Segmentation data –
===
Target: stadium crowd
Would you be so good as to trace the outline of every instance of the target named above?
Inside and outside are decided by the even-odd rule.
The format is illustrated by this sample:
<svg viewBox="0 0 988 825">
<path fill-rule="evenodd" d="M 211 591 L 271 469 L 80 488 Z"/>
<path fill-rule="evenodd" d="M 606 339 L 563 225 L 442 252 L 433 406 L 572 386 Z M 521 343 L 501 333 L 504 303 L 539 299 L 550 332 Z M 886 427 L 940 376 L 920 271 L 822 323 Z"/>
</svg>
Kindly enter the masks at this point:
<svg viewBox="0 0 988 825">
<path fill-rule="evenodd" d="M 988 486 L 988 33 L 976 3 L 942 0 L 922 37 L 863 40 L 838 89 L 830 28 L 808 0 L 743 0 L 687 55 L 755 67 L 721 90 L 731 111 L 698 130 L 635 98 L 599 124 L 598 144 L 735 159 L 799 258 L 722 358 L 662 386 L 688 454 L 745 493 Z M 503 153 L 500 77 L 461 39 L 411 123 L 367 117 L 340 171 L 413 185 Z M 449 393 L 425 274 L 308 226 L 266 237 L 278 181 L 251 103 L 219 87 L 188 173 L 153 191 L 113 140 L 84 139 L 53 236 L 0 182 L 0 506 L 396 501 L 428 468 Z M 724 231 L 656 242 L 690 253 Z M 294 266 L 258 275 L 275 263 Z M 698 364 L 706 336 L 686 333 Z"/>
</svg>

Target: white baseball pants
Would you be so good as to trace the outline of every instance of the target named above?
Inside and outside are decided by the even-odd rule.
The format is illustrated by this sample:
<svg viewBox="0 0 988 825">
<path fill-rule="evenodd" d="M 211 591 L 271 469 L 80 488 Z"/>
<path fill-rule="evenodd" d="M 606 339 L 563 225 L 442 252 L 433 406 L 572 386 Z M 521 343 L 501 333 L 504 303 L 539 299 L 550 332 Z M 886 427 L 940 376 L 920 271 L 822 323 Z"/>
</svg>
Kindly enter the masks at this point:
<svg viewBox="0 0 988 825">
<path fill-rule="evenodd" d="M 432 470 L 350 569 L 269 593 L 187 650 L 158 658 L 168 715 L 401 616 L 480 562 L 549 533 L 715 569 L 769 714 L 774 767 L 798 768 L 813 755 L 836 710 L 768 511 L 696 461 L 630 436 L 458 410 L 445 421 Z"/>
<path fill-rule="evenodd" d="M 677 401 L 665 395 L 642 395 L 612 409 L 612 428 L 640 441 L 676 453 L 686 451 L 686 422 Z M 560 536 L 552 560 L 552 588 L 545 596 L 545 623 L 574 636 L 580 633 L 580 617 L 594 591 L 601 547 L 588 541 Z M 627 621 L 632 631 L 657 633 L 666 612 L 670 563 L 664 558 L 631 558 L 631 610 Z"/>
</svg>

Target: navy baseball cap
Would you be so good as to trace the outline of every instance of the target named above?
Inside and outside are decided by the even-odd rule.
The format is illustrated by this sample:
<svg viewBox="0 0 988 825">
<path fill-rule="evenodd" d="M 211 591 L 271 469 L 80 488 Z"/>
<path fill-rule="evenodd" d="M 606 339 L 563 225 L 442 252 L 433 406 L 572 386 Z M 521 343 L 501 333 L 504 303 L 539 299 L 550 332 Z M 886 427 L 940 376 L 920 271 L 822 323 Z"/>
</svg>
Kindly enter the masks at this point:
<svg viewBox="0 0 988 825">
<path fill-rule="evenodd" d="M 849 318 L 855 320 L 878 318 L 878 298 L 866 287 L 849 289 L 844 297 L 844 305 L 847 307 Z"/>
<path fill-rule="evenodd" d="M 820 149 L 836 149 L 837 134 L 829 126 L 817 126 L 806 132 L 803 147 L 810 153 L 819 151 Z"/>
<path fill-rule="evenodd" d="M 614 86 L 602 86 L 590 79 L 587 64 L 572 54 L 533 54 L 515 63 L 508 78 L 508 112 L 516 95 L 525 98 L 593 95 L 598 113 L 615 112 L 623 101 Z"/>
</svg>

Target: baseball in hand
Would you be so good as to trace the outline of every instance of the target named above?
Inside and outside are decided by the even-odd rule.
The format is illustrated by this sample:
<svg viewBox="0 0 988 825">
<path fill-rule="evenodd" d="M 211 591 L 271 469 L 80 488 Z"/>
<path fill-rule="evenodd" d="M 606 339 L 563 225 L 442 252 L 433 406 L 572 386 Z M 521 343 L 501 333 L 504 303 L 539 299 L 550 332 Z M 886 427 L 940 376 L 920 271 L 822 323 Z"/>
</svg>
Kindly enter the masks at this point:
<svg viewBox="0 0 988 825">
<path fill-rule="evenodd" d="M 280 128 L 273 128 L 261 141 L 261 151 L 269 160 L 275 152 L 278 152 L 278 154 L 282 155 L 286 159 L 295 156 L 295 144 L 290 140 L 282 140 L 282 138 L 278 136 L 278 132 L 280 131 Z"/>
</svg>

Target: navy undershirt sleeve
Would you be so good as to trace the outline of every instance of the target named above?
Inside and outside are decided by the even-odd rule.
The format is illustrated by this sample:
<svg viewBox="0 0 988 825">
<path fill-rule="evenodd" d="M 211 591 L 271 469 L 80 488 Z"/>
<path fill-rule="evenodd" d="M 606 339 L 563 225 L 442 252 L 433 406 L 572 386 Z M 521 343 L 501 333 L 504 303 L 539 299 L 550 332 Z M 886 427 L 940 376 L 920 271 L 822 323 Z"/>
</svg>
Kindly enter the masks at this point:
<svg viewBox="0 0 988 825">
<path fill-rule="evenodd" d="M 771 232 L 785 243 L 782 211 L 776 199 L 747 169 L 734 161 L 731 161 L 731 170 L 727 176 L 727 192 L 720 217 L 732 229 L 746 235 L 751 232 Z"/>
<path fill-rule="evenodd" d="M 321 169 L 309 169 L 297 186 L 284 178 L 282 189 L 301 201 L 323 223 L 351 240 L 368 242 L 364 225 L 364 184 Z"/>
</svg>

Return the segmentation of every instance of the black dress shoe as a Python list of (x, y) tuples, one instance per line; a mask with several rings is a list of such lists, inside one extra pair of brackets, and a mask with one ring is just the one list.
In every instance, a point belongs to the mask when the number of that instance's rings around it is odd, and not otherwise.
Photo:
===
BRIEF – Convert the listing above into a numbered list with one entry per line, leaving out the blank lines.

RESULT FOR THIS EXERCISE –
1. Target: stadium crowd
2. Would you be so good as to trace the outline of every instance of the target named above?
3. Inside and outside are decided by the even-odd rule.
4. The format is illustrated by this sample:
5. <svg viewBox="0 0 988 825">
6. <path fill-rule="evenodd" d="M 211 591 L 271 469 L 80 488 Z"/>
7. <path fill-rule="evenodd" d="M 606 339 L 563 225 L 442 252 L 433 406 L 572 386 Z M 521 343 L 501 333 L 504 303 L 539 299 L 550 332 Z M 886 427 L 940 376 L 920 271 L 822 323 Z"/>
8. </svg>
9. Kindly enter the masks at this point:
10. <svg viewBox="0 0 988 825">
11. <path fill-rule="evenodd" d="M 988 486 L 988 33 L 976 3 L 942 0 L 922 37 L 863 40 L 838 89 L 830 28 L 808 0 L 743 0 L 687 55 L 755 67 L 721 90 L 731 111 L 698 130 L 635 98 L 599 124 L 598 144 L 735 159 L 799 258 L 722 358 L 662 386 L 688 454 L 745 493 Z M 503 153 L 500 77 L 461 39 L 411 123 L 367 117 L 340 171 L 413 185 Z M 449 393 L 425 274 L 308 226 L 266 237 L 278 181 L 251 103 L 219 87 L 188 173 L 153 191 L 113 140 L 84 139 L 53 236 L 0 182 L 0 506 L 396 501 L 428 468 Z M 724 231 L 656 242 L 690 253 Z M 294 266 L 258 275 L 275 263 Z M 698 364 L 706 336 L 686 333 Z"/>
12. </svg>
13. Target: white baseball pants
14. Would you be so good as to trace the outline of every instance of the target named above?
15. Inside and outside are decided by the even-odd rule.
16. The format is illustrated by this sample:
17. <svg viewBox="0 0 988 825">
18. <path fill-rule="evenodd" d="M 211 591 L 271 469 L 80 488 Z"/>
19. <path fill-rule="evenodd" d="M 606 339 L 563 225 L 442 252 L 433 406 L 572 386 Z M 521 343 L 501 333 L 504 303 L 539 299 L 550 332 Z M 886 427 L 940 376 L 920 271 L 822 323 Z"/>
20. </svg>
21. Kindly enter the masks at this point:
22. <svg viewBox="0 0 988 825">
23. <path fill-rule="evenodd" d="M 432 470 L 350 569 L 269 593 L 187 650 L 158 658 L 168 715 L 401 616 L 480 562 L 549 533 L 715 569 L 769 714 L 774 767 L 798 768 L 813 755 L 836 710 L 768 511 L 696 461 L 630 436 L 458 410 L 445 421 Z"/>
24. <path fill-rule="evenodd" d="M 677 401 L 665 395 L 642 395 L 612 409 L 612 428 L 640 441 L 676 453 L 686 451 L 686 422 Z M 560 536 L 552 560 L 552 588 L 545 596 L 545 623 L 574 636 L 580 633 L 580 617 L 594 591 L 601 547 L 588 541 Z M 627 621 L 632 631 L 657 633 L 666 612 L 670 563 L 664 558 L 631 558 L 631 610 Z"/>
25. </svg>
26. Target: navy baseball cap
27. Would you be so good as to trace the outline of every instance of the target named above?
28. Inside and outside are decided by the even-odd rule.
29. The format is illustrated by this sample:
30. <svg viewBox="0 0 988 825">
31. <path fill-rule="evenodd" d="M 211 591 L 271 469 L 80 488 Z"/>
32. <path fill-rule="evenodd" d="M 606 339 L 563 225 L 442 252 L 433 406 L 572 386 Z M 521 343 L 501 333 L 504 303 L 539 299 L 550 332 Z M 886 427 L 940 376 L 920 271 L 822 323 Z"/>
33. </svg>
34. Kindly enter the masks at this point:
35. <svg viewBox="0 0 988 825">
36. <path fill-rule="evenodd" d="M 849 318 L 855 320 L 878 318 L 878 298 L 866 287 L 849 289 L 844 297 L 844 305 L 847 307 Z"/>
37. <path fill-rule="evenodd" d="M 820 149 L 836 149 L 837 134 L 829 126 L 817 126 L 806 132 L 803 147 L 810 153 L 819 151 Z"/>
38. <path fill-rule="evenodd" d="M 614 86 L 602 86 L 590 79 L 587 64 L 572 54 L 533 54 L 515 63 L 508 78 L 508 112 L 516 95 L 525 98 L 593 95 L 598 113 L 615 112 L 623 101 Z"/>
39. </svg>
40. Target: baseball in hand
41. Would you be so good as to trace the outline of every instance of the target named above?
42. Inside and outside are decided by the even-odd rule.
43. The format is illustrated by this sample:
44. <svg viewBox="0 0 988 825">
45. <path fill-rule="evenodd" d="M 211 591 L 271 469 L 80 488 Z"/>
46. <path fill-rule="evenodd" d="M 606 339 L 563 225 L 442 252 L 433 406 L 572 386 Z M 521 343 L 501 333 L 504 303 L 539 299 L 550 332 Z M 886 427 L 940 376 L 920 271 L 822 323 Z"/>
47. </svg>
48. Kindly enter the masks at this point:
49. <svg viewBox="0 0 988 825">
50. <path fill-rule="evenodd" d="M 280 128 L 273 128 L 261 141 L 261 151 L 269 160 L 275 152 L 278 152 L 278 154 L 282 155 L 286 159 L 295 156 L 295 144 L 290 140 L 282 140 L 282 138 L 278 136 L 278 132 L 280 131 Z"/>
51. </svg>
52. Target: navy undershirt sleeve
53. Would you be so good as to trace the outline of every instance of the target named above?
54. Inside and outside are decided by the even-odd rule.
55. The format is illustrated by this sample:
56. <svg viewBox="0 0 988 825">
57. <path fill-rule="evenodd" d="M 211 591 L 271 469 L 80 488 Z"/>
58. <path fill-rule="evenodd" d="M 606 339 L 563 225 L 442 252 L 433 406 L 572 386 Z M 521 343 L 501 333 L 504 303 L 539 299 L 550 332 Z M 886 427 L 940 376 L 920 271 L 822 323 Z"/>
59. </svg>
60. Kindly enter the masks at this point:
61. <svg viewBox="0 0 988 825">
62. <path fill-rule="evenodd" d="M 771 232 L 785 243 L 782 211 L 776 199 L 747 169 L 734 161 L 731 161 L 731 170 L 727 176 L 727 192 L 720 217 L 732 229 L 746 235 L 751 232 Z"/>
63. <path fill-rule="evenodd" d="M 321 169 L 309 169 L 297 186 L 284 178 L 282 189 L 301 201 L 323 223 L 351 240 L 368 242 L 364 225 L 364 184 Z"/>
64. </svg>
65. Return the segmentation of every instance of the black dress shoe as a Python list of (x, y) tuples, one instance per line; a mask with several rings is a list of such lists, inside one extra pair of brackets, and a mask with one ring is just the one list.
66. In every instance, a point belongs to the mask when the number of that instance's rings around it is odd, and not otherwise.
67. Photo:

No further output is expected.